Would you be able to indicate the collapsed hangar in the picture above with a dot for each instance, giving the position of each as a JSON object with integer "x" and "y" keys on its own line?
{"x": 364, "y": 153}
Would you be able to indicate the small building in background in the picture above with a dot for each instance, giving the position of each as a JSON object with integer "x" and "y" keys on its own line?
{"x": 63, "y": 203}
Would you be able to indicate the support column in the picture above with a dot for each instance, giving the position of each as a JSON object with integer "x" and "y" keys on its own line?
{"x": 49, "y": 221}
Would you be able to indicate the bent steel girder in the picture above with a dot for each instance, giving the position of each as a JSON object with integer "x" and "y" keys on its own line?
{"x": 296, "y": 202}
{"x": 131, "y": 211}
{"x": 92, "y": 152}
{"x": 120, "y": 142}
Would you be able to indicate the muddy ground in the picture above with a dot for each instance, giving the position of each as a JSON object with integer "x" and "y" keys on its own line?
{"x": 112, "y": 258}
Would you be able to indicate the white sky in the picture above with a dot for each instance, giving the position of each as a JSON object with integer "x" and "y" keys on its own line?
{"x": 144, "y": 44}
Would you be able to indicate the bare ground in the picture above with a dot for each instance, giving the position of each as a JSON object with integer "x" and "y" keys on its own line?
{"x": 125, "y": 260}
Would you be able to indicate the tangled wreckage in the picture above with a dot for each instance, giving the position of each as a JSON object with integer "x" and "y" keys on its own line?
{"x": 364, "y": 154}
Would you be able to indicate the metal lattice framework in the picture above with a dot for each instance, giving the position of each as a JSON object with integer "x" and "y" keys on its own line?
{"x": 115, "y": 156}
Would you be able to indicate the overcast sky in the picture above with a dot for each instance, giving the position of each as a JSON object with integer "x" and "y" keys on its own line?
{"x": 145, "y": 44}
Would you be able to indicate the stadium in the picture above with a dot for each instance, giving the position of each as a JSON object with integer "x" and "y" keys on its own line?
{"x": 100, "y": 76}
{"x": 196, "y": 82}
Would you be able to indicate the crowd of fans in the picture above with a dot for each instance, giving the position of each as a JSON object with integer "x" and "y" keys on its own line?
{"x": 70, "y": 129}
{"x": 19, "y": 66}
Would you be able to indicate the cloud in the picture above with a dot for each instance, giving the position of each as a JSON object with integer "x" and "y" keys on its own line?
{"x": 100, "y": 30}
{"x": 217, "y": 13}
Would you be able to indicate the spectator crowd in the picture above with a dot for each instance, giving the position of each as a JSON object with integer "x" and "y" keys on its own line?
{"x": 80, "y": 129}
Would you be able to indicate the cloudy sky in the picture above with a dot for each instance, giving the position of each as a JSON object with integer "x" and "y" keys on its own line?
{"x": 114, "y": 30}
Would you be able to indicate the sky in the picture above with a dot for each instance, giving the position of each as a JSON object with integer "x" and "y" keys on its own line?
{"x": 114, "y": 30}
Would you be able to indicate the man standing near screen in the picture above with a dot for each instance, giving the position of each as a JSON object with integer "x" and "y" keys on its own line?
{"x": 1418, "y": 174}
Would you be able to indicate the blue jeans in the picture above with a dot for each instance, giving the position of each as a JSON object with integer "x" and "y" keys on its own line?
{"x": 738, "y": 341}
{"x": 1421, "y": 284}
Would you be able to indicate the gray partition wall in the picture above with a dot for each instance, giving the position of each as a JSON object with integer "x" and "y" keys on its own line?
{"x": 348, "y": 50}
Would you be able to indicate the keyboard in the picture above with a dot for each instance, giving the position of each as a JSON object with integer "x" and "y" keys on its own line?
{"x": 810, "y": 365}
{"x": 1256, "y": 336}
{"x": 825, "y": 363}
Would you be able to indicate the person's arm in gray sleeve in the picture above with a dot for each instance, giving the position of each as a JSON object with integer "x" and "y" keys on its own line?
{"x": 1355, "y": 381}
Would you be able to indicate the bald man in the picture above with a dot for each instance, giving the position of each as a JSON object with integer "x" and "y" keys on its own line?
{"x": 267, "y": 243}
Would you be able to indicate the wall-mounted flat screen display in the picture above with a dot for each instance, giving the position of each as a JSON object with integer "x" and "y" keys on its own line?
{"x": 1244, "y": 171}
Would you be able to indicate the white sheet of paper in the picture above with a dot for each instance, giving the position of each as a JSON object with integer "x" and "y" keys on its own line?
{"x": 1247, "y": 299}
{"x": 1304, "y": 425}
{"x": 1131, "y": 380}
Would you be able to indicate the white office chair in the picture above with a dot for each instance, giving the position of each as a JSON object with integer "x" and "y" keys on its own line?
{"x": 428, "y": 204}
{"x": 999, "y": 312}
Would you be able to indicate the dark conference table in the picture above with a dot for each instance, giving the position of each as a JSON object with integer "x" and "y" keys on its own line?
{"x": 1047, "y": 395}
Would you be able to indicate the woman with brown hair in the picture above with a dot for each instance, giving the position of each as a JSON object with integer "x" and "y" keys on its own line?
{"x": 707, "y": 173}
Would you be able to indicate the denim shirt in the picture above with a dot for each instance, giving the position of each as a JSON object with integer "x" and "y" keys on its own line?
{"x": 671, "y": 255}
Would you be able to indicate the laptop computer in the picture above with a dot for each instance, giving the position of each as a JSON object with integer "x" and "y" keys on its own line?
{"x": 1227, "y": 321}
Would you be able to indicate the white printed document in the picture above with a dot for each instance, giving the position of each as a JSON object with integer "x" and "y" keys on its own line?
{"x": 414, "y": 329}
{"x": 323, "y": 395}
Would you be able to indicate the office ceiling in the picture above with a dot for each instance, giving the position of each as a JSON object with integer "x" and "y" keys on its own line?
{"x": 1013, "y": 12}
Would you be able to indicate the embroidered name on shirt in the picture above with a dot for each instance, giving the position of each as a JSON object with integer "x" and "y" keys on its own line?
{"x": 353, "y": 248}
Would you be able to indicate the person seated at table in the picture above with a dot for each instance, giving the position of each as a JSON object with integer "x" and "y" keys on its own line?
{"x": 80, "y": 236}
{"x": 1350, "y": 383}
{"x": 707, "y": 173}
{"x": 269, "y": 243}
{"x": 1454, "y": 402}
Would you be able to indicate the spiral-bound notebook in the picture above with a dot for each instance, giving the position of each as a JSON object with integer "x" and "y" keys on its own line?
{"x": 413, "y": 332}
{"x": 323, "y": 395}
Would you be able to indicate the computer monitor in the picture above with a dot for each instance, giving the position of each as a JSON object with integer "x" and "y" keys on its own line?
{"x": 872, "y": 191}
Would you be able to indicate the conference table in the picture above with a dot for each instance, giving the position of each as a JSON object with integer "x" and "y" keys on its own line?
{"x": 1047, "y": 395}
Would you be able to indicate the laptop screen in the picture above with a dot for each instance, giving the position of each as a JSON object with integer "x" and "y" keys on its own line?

**Problem to work on:** Extract the full listing above without altering anything.

**Task result:**
Would you be able to indicate the collapsed hangar in the picture above with a dot for each instance, giving the position of each as a JSON object with integer "x" and "y" keys on its own line?
{"x": 364, "y": 153}
Would you be able to indicate the small building in background in the picture above with a dot for each instance, giving the position of each as a JSON object with integer "x" and "y" keys on its own line?
{"x": 63, "y": 203}
Would you be able to indicate the support column in the picture above with a dot for each instance, giving the position of each as a JSON object with integer "x" and "y" keys on its own line?
{"x": 49, "y": 221}
Would you be able to indicate the bent steel girder in the picture above with a dot for each instance, giving the position of each as a JSON object with integer "x" and "y" keys on its own line?
{"x": 296, "y": 202}
{"x": 131, "y": 211}
{"x": 92, "y": 152}
{"x": 120, "y": 142}
Would you be able to indicate the muddy ground in the picture above with a dot for each instance, giving the position of each as a JSON object with integer "x" and "y" keys on its own line?
{"x": 112, "y": 258}
Would you be able to indicate the white sky in the picture above with a dot for each instance, giving the position of each as a JSON object with integer "x" and "y" keys on its own line?
{"x": 144, "y": 44}
Would you be able to indicate the bare ground in the picture above with a dot for each instance, giving the position of each as a JSON object with integer "x" and "y" keys on its own line?
{"x": 125, "y": 260}
Would you be able to indicate the tangled wreckage in the picture above with a dot for each instance, giving the position of each as a JSON object with integer "x" and "y" keys on its own line?
{"x": 364, "y": 154}
Would you be able to indicate the metal lattice framework in the picture above with a dot for each instance, giving the position of each as a JSON object with integer "x" and "y" keys on its own line?
{"x": 115, "y": 156}
Would you be able to indicate the overcast sky in the picture above with a dot for each instance, giving the position of each as a JSON object with integer "x" and "y" keys on its own line?
{"x": 145, "y": 44}
Would you be able to indicate the stadium in the picture above with a dot for each instance, giving the position of each as a JSON object with integer "x" and "y" keys on its own line?
{"x": 100, "y": 76}
{"x": 196, "y": 82}
Would you be able to indicate the crowd of fans in the picture above with a dot for each instance, giving the position of each as a JSON object with integer "x" and "y" keys on its own line?
{"x": 70, "y": 129}
{"x": 19, "y": 66}
Would you be able to indicate the cloud in the picture above with a dot for each instance, giving the position of each as a JSON object with integer "x" and "y" keys on its own line?
{"x": 100, "y": 30}
{"x": 217, "y": 13}
Would you be able to indicate the spectator crowd in the picture above with a dot for each instance, giving the position of each as a JSON object with integer "x" and "y" keys on its own line?
{"x": 80, "y": 129}
Would you be able to indicate the cloudy sky in the picture above with a dot for each instance, giving the position of each as a JSON object with integer "x" and "y" keys on its own line?
{"x": 114, "y": 30}
Would you be able to indicate the sky in the picture above with a dot for each instance, giving the position of each as a JSON object with integer "x" and "y" keys on its own line?
{"x": 114, "y": 30}
Would you be able to indicate the man standing near screen in the picture above with a dot for each instance, giving the position of each as a JSON object with integer "x" and "y" keys on its own line?
{"x": 1418, "y": 174}
Would you be able to indicate the blue jeans in the picture above with a dot for each instance, giving the position of each as a JSON object with integer "x" and "y" keys on its own line?
{"x": 738, "y": 341}
{"x": 1421, "y": 284}
Would you be able to indicate the gray partition wall in the picture above with a dot for each instance, giving the position of each as a JSON object with integer "x" and "y" keys on its own line?
{"x": 348, "y": 50}
Would you be able to indicate the keyboard in the picture above with a dot for each instance, giving the position of each as a JSON object with integer "x" and "y" keys on its own line?
{"x": 810, "y": 365}
{"x": 1256, "y": 336}
{"x": 825, "y": 363}
Would you be able to indicate the person's arm in gray sleeve in the picture above with a dot for each instance, giving the position of each as a JSON object with integer "x" and "y" keys on its own line?
{"x": 1355, "y": 381}
Would you be able to indicate the bald man in the picture above with a dot for each instance, giving the position of each as a JSON object with integer "x" and "y" keys on its own line?
{"x": 267, "y": 243}
Would you be able to indicate the wall-mounted flat screen display in the picture above with a dot for each instance, giving the position of each as a JSON object with integer "x" and "y" keys on its own line?
{"x": 1244, "y": 171}
Would you be able to indicate the white sheet of paper in the picture above with a dot for each instance, giving the position of each as a JSON object with integer "x" and "y" keys on its own line?
{"x": 1247, "y": 299}
{"x": 1304, "y": 425}
{"x": 1131, "y": 380}
Would you be able to indicate the white office chair in the picture above with a dot for each instance, giving the position of each as a JSON object with integer "x" and "y" keys on its own line?
{"x": 428, "y": 204}
{"x": 999, "y": 312}
Would you be able to indicate the dark conference table in the picture above with a dot for each instance, giving the position of each as a JSON object with integer "x" and "y" keys on its own line?
{"x": 1047, "y": 395}
Would you be able to indicate the woman with brown hair in the picture above with a dot for each instance, giving the position of each as a JSON object with integer "x" and "y" keys on its own line?
{"x": 707, "y": 173}
Would you be able to indicate the denim shirt in the picture above with a dot for each instance, giving the position of each as a JSON object with integer "x" and "y" keys on its own line?
{"x": 671, "y": 255}
Would you be able to indicate the laptop computer in the picture above with a dot for each instance, giving the position of each as a JSON object with integer "x" and "y" keys on its own line?
{"x": 1227, "y": 321}
Would you be able to indicate the white printed document in the picture above with a dot for each instance, giving the position of each as a JSON object with integer "x" and "y" keys on its own line?
{"x": 414, "y": 329}
{"x": 323, "y": 395}
Would you be able to indicate the office ceiling in the picture above with a dot for each instance, giving the position of each as a JSON object with integer "x" and "y" keys on its own line?
{"x": 1013, "y": 12}
Would you be able to indicate the embroidered name on shirt in the picture above with a dot for each instance, giving the position of each as a JSON object with integer "x" and "y" keys on its own line?
{"x": 353, "y": 248}
Would you be able to indicate the person seated at table in the picture above with a dot for each instance, giving the position of each as a JSON object with integer "x" and "y" keys on its own line?
{"x": 80, "y": 236}
{"x": 1350, "y": 383}
{"x": 707, "y": 173}
{"x": 269, "y": 243}
{"x": 1454, "y": 402}
Would you be able to indicate the spiral-bound notebook in the picture above with a dot for each instance, giving the position of each as a JSON object with integer "x" and "y" keys on its own line?
{"x": 413, "y": 332}
{"x": 323, "y": 395}
Would you be able to indicate the computer monitor in the picture above with a dot for each instance, giving the position of each as a JSON object with integer "x" and "y" keys on its own line?
{"x": 872, "y": 191}
Would you be able to indicate the conference table in the picture above with a dot for each instance, giving the position of each as a JSON object with integer "x" and "y" keys on its own line?
{"x": 1047, "y": 395}
Would you be able to indicate the laptop screen in the picture above with a dot for each instance, giving the position of each as a JSON object with integer "x" and "y" keys on its own line?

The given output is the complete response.